### REQUIREMENT 1
In the Genopo article, how many minutes did the app take to analyze the genomic sequence when the researchers tested it?
### REQUIREMENT 2
Please say whether each statement agrees with the Genopo article, giving yes or no and quoting the deciding words: (a) The study about the app appeared in Communications Biology. (b) The nine samples came from infected patients in Melbourne. (c) Dr. Deveson heads the Kinghorn Centre for Clinical Genomics.

Coronavirus genome now analyzed by mobile app in minutes

Coronavirus genome can now be analyzed by a mobile app everywhere by medical workers, say researchers.

Our world has never been like this in decades. A virus changed the way we lived entirely and affected us seriously. Scientists and researchers are struggling to find a cure for the virus worldwide. Doctors are fighting with the virus and trying to save the sick ones from it. Due to the enigmatic nature of the Coronavirus, treatment for it is becoming perplexing and challenging. Because of the efforts of humanity, vaccine developments are taking place in many countries.

Researchers have now created a mobile app to analyze the Coronavirus genome in minutes, which will help healthcare development in rural and inaccessible regions. If a scientist wanted to study a genomic sequence of a virus, it would require high computing power and machines. But now, because of researchers’ efforts, this app helps doctors and researchers analyze and determine the genome of Coronavirus. Garvan Institute of Medical Research and the University of Peradeniya in Sri Lanka made this impossible feat achievable.

“Genopo” – an innovation

The study about the app is published in Communications Biology, a peer-reviewed biological sciences journal. The journal published a paper from Dr. Ira Deveson and his colleagues of Garvan Institute of Medical Sciences, Darlinghurst, Australia. Dr. Deveson is the head of Kinghorn Centre for Clinical Genomics.

“Not everyone has access to the high-power computing resources for DNA and RNA analysis, but most people have access to a smartphone,” Dr. Deveson stated about the app. He also added that now is the period for the need of fast genomic analysis for all. Because of the Genopo app, now scientists and doctors can analyze genomic sequences in mobile phones.

The scientists obtained nine samples from SARS CoV-2 infected patients in Sydney and tested the app for functionality. The app analyzed the genomic sequence in 27 minutes and is a success. The researchers tested their apps on various devices such as Nokia, LG, Sony, and Huawei.

How to use it?

### RECORDED INFORMATION

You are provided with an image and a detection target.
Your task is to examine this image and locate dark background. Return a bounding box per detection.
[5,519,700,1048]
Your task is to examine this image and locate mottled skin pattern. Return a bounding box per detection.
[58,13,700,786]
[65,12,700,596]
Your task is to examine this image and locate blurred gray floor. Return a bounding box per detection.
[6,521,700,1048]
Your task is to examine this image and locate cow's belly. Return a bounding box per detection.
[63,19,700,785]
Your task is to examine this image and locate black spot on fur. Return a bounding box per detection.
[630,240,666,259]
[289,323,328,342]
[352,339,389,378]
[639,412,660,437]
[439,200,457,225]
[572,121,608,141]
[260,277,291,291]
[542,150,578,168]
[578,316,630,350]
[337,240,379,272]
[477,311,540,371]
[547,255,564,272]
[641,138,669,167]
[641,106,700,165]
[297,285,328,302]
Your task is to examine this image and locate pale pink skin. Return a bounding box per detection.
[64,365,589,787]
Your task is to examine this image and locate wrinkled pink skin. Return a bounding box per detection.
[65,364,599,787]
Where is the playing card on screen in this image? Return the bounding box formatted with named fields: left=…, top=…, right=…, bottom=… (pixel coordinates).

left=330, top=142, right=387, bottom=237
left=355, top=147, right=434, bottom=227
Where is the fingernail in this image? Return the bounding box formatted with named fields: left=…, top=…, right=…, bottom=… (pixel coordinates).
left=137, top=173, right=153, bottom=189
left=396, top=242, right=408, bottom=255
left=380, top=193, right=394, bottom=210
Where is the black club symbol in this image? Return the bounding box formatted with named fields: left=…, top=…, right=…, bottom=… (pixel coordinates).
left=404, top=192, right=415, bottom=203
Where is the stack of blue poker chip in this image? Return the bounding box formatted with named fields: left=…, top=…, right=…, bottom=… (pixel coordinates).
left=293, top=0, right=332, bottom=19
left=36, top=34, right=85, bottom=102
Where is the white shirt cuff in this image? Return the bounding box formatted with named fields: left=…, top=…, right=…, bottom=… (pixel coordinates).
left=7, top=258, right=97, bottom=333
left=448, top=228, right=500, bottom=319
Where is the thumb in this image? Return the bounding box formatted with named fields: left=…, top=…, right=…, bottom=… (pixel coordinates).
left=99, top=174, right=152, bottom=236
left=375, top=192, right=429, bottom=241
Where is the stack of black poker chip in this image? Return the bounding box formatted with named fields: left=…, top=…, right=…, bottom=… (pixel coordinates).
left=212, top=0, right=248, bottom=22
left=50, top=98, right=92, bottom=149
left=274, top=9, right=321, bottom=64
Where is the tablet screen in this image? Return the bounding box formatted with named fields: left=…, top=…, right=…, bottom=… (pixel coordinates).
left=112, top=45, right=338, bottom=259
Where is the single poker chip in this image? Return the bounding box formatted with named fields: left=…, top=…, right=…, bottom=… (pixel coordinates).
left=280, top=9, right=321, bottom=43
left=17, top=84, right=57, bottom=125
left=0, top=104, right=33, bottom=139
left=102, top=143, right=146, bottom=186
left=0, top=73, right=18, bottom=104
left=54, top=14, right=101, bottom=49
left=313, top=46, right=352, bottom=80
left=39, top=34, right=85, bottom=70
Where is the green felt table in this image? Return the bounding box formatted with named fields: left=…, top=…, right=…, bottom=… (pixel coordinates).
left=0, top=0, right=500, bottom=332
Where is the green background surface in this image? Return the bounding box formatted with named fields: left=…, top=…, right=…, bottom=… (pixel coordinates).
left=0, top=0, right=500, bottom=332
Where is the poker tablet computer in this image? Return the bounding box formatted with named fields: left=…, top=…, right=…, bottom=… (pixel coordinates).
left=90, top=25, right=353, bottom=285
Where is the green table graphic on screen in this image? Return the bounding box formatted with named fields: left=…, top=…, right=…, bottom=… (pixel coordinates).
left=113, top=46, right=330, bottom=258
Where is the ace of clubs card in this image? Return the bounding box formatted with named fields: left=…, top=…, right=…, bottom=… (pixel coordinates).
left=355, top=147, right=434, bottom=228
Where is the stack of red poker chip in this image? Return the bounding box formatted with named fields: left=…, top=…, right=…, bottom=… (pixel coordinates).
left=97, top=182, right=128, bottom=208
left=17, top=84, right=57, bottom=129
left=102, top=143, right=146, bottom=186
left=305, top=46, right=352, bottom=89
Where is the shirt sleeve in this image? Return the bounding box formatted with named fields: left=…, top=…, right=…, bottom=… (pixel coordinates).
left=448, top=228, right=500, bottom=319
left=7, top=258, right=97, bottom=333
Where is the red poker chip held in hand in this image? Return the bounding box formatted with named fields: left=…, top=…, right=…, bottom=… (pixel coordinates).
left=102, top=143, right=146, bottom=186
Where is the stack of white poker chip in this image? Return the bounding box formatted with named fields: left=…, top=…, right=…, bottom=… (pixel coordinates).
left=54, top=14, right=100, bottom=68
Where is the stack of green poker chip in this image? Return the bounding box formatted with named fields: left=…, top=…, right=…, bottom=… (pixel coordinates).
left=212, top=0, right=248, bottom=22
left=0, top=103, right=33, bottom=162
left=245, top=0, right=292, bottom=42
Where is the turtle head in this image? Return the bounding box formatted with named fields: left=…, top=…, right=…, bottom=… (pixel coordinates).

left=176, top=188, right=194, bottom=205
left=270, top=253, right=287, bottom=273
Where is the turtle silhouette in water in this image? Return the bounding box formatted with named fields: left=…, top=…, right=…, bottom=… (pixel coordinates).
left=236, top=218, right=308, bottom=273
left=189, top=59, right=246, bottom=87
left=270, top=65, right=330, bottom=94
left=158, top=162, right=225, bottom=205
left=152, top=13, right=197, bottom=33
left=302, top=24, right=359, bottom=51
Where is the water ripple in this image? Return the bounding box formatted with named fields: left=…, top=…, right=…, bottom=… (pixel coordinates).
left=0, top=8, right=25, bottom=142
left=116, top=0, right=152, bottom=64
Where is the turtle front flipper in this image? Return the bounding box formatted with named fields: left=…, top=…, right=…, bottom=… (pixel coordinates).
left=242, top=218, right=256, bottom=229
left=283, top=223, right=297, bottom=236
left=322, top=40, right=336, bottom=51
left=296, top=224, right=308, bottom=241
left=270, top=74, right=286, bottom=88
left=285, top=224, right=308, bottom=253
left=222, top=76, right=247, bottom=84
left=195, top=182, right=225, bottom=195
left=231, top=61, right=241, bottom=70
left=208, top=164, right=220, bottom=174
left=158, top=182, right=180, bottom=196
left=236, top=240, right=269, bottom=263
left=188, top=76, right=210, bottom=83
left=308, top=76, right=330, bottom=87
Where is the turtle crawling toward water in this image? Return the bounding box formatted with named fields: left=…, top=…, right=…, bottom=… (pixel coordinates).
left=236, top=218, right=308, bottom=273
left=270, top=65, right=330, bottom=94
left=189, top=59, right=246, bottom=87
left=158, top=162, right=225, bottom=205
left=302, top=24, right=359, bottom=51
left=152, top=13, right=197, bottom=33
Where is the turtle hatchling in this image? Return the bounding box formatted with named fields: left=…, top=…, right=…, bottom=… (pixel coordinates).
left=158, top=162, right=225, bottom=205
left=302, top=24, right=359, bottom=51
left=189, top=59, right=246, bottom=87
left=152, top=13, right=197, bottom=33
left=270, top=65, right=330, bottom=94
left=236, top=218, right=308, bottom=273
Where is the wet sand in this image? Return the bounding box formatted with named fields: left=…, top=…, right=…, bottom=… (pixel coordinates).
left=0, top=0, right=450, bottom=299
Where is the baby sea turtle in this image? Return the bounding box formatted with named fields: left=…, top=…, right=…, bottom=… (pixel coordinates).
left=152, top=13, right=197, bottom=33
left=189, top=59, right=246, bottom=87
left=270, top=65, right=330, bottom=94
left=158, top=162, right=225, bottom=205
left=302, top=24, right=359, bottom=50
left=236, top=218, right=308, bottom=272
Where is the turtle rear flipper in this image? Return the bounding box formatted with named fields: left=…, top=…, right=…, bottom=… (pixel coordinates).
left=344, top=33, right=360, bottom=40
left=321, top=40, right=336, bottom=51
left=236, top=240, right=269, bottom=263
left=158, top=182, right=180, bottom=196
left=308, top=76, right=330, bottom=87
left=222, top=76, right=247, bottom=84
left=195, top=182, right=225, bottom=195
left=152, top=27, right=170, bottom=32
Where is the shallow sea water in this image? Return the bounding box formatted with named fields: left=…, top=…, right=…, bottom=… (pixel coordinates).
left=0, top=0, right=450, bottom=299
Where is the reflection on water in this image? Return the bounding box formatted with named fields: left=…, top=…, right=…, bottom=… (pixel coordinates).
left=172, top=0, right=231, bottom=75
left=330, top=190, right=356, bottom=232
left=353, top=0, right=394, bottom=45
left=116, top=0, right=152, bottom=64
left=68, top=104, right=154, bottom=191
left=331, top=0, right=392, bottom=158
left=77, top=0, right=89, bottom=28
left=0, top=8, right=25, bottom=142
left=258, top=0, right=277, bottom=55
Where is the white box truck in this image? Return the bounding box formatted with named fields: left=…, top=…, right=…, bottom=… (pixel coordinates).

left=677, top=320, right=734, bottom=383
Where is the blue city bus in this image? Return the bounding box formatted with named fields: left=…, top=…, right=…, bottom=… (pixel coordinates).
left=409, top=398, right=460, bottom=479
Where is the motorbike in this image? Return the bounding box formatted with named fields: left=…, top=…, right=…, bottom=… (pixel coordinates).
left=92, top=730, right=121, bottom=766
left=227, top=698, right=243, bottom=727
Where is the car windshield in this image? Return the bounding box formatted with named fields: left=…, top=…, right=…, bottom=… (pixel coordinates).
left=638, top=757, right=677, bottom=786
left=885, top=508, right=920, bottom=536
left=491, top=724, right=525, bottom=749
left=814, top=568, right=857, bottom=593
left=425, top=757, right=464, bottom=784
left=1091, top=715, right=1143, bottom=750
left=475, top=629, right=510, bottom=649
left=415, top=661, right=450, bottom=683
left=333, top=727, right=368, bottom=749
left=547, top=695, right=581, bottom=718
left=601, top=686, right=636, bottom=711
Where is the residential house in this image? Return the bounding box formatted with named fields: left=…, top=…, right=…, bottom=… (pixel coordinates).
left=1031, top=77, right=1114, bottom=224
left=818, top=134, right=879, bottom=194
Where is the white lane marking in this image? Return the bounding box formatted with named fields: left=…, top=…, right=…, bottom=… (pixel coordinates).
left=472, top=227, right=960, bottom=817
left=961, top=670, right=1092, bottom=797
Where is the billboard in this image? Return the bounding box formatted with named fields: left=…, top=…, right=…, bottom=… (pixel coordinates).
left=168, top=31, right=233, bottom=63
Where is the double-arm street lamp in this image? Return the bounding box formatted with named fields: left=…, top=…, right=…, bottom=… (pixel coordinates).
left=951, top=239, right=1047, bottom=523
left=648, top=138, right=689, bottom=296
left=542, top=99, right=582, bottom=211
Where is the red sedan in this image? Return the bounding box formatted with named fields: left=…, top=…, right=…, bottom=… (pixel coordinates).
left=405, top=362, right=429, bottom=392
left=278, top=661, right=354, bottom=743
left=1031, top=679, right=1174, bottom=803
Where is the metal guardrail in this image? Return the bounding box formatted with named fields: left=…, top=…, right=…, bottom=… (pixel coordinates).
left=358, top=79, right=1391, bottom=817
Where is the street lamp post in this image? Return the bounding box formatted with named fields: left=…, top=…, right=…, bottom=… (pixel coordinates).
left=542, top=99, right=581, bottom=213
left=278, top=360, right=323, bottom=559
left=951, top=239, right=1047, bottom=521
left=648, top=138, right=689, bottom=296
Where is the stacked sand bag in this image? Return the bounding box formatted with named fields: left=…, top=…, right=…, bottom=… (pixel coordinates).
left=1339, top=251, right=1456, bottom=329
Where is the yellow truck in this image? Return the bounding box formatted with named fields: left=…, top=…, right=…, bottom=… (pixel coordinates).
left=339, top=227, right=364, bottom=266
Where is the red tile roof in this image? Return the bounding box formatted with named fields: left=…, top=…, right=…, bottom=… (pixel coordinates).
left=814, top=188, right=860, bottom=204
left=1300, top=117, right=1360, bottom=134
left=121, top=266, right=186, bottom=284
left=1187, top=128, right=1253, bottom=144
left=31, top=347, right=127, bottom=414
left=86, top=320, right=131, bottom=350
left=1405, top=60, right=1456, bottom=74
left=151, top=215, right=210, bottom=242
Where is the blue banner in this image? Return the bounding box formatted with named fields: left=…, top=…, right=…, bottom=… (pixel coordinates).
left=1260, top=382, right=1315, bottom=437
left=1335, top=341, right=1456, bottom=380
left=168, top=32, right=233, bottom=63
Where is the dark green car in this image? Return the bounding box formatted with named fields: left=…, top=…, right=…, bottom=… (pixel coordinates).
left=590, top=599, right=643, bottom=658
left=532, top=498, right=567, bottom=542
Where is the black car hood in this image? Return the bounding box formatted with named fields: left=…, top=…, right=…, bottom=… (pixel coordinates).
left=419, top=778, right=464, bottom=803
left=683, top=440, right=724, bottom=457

### TASK ANSWER 1
27 minutes.

### TASK ANSWER 2
(a) Yes: "The study about the app is published in Communications Biology"
(b) No: "nine samples from SARS CoV-2 infected patients in Sydney"
(c) Yes: "Dr. Deveson is the head of Kinghorn Centre for Clinical Genomics."